» Jobs
a) From the discussion about giving up on a marriage, copy the passage from "For those of" up to and including "in their advice.".
b) In the discussion about giving up on a marriage, what did the writer of the reply begin to see the dissolving relationship as, instead of something to win or lose?

» Document section
----

For those of you who have been standing strong have an advice or opinions on the feelings of giving up. I have stood strong for close to a year now and for some reason right now I feel my will to keep my marriage fading. I still care for my wife but the worsening anger, her driving the divorce, the affair, living as a teenager, and disrespect to the family is really weighing on me. I know people say it cycles but for some reason I think there's no hope at this point. I don't want to surrender but does there come a point where all hope is truly lost. I struggle with this. I try to not listen to those voices who haven't understood what MLC is. I know they all mean so well in their advice.
I want to start by first pointing out how impressive it is that you have had someone you love turn their back on you (in SPECTACULAR fashion) and your response is to understand and empathize with their position. You've spent almost a full year in the lab working on yourself and your understanding of the human condition. That is pretty remarkable when you really think of it. I hope you feel pride in that response.
For myself, I found that using my ex-wife as a signal for ANYTHING was a losing game. Her opinion, after bomb drop at least, was worse than meaningless, it was actively harmful to me. I began to start framing everything in terms of myself: my values, my desires, my goals. I stood for my marriage (i.e., didn't file for divorce) because of MYSELF and it had nothing to do with my ex-wife. I looked at the situation I found myself in and tried on various lenses of interpretation until I found one that resonated with me. I began to look at my dissolving relationship NOT as something to "win" or "lose" but as a gym. Every day I would wake up and see what I was made of. The persistence was about understanding me. My limits, my expectations, my hopes, my beliefs. When I could orient myself then I began to work to become that.

----

Labeled-object pointing records
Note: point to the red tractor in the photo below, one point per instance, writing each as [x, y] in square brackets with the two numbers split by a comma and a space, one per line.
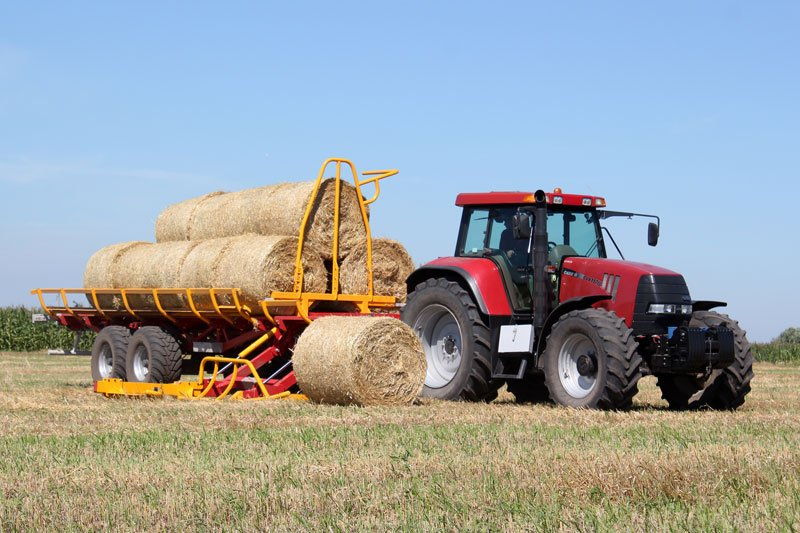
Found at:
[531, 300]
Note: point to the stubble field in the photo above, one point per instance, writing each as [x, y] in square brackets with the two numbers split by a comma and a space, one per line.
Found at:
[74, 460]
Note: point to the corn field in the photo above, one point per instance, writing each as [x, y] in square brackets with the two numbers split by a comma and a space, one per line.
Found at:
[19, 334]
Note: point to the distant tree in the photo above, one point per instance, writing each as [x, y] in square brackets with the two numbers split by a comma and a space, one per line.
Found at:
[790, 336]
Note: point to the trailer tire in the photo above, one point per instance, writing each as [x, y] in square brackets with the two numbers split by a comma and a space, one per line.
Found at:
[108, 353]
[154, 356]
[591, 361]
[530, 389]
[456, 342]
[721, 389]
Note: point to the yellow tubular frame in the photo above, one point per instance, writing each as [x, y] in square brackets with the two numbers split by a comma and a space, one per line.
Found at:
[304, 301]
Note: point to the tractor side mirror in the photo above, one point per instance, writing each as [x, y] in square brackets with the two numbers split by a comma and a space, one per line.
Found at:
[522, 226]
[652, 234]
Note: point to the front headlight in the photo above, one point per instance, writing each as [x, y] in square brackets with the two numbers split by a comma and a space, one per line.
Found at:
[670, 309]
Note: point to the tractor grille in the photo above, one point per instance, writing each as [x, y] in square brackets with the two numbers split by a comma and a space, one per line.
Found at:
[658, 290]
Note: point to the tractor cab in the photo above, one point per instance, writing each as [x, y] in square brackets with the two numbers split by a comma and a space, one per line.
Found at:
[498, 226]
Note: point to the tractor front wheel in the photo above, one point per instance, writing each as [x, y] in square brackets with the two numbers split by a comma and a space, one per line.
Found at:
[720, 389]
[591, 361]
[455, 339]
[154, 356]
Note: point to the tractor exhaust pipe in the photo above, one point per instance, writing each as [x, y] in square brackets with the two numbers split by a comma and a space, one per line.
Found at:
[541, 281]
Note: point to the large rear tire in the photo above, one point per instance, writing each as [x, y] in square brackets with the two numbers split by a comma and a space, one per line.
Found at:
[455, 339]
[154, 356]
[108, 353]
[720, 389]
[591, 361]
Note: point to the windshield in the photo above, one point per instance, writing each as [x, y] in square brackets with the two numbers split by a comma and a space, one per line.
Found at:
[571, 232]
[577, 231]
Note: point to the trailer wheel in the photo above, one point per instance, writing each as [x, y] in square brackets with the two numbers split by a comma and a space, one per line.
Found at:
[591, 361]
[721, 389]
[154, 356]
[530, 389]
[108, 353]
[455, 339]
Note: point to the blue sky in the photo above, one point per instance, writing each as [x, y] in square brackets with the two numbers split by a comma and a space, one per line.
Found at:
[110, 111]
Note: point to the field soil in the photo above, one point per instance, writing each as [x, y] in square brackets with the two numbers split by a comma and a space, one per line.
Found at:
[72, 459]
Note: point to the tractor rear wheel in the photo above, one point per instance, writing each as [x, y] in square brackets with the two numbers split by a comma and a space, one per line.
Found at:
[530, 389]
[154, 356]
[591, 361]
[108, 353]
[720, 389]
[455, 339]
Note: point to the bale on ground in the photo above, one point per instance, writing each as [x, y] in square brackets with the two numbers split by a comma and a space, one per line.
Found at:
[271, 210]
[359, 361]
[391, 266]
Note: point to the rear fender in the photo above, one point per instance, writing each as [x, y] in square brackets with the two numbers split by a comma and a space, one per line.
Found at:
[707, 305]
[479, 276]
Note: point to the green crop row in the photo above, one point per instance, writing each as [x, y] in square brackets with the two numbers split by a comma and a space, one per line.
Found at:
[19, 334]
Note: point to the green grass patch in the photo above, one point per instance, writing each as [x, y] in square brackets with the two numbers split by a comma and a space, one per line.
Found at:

----

» Answers for the tasks
a)
For those of you who have been standing strong have an advice or opinions on the feelings of giving up. I have stood strong for close to a year now and for some reason right now I feel my will to keep my marriage fading. I still care for my wife but the worsening anger, her driving the divorce, the affair, living as a teenager, and disrespect to the family is really weighing on me. I know people say it cycles but for some reason I think there's no hope at this point. I don't want to surrender but does there come a point where all hope is truly lost. I struggle with this. I try to not listen to those voices who haven't understood what MLC is. I know they all mean so well in their advice.

b) A gym.